◆ STUDY QUESTIONS ◆
(1) In the account of Armistead's family, why did family friends come over on the night Armistead and her mother heard the scanner traffic? Answer in one to three sentences.
(2) Continue the account of Armistead's family from where it stops.

┌─ EXCERPT

Armistead recounted how she and her mother heard the scanner traffic that night. Some family friends came over to stay with her and her sisters while her mother rushed to the hospital. Later, Sarah Froemsdorf returned with her husband's best friend.
"My mom told us that our dad would not come home again," she said. "Within 15 minutes it was on the news. The car was everywhere; the camera zeroed in on the car and the license plate. The hardest part was the reality."
Then came the funeral, where Armistead learned how many people would miss her father too.
"There was a man in Perryville my dad had arrested many times," she said. "He was into drugs, things like that. He walked in and went up to my dad's casket and saluted. He turned and nodded to my mother; he was crying. It was very touching."
Then there was the trial, and then the family had to move on.
Armistead went to the University of Missouri for two years, then came back and finished her undergraduate work at Southeast Missouri State University. While attending Southeast, she worked at the Cottonwood Treatment Center in Cape Girardeau.

└─
┌─ DATA FOR ANALYSIS

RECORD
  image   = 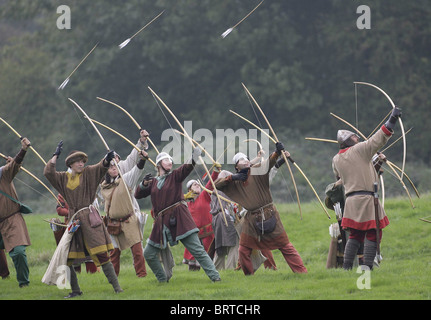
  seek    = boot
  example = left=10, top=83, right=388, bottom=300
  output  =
left=64, top=266, right=82, bottom=299
left=102, top=261, right=124, bottom=293
left=364, top=239, right=377, bottom=270
left=343, top=239, right=361, bottom=270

└─

◆ EXPECTED OUTPUTS ◆
(1) The family friends came to stay with Armistead and her sisters while their mother rushed to the hospital.

(2)
'Another whole side'
"That's where I think she saw another whole side," Froemsdorf said. "That not all criminals know right from wrong. A lot of times they're born into it because of abuse. At that point she realized she needed to know both sides of the story."
It's also where she met her husband Joe Armistead of Sullivan, Mo. Her mother said that working at Cottonwood spurred Armistead to go on to law school. Law school was interrupted by the birth of their daughter, Savannah, now 3.
On July 11, 2001, Jerome Mallett was executed for killing James Froemsdorf. Armistead said that after seeing how hard Finnical worked to prosecute Mallett, she decided that she didn't really care if he was executed. It was enough to see Finnical's effort on behalf of her family. She thought about going to the execution for more than a month, she said. She had just given birth and she wanted to move on, not think about Jerome Mallett and how her father died.
"My mother decided to go and I decided I should be there for her," Armistead said. "I am very glad I went, not to see him die, but before he died he looked at my sisters and my mom and said he was sorry. It was complete closure for me at that moment for him to acknowledge us and realize that he had hurt more lives than just my dad's, and to apologize. At that moment it was over for me."
Her mother said she is not sure Armistead has forgiven Mallett, "but she has learned there are other sides to criminals. She is a little more objective now than back then."
While in law school Armistead worked as an intern for Cape Girardeau County prosecuting attorney Morley Swingle.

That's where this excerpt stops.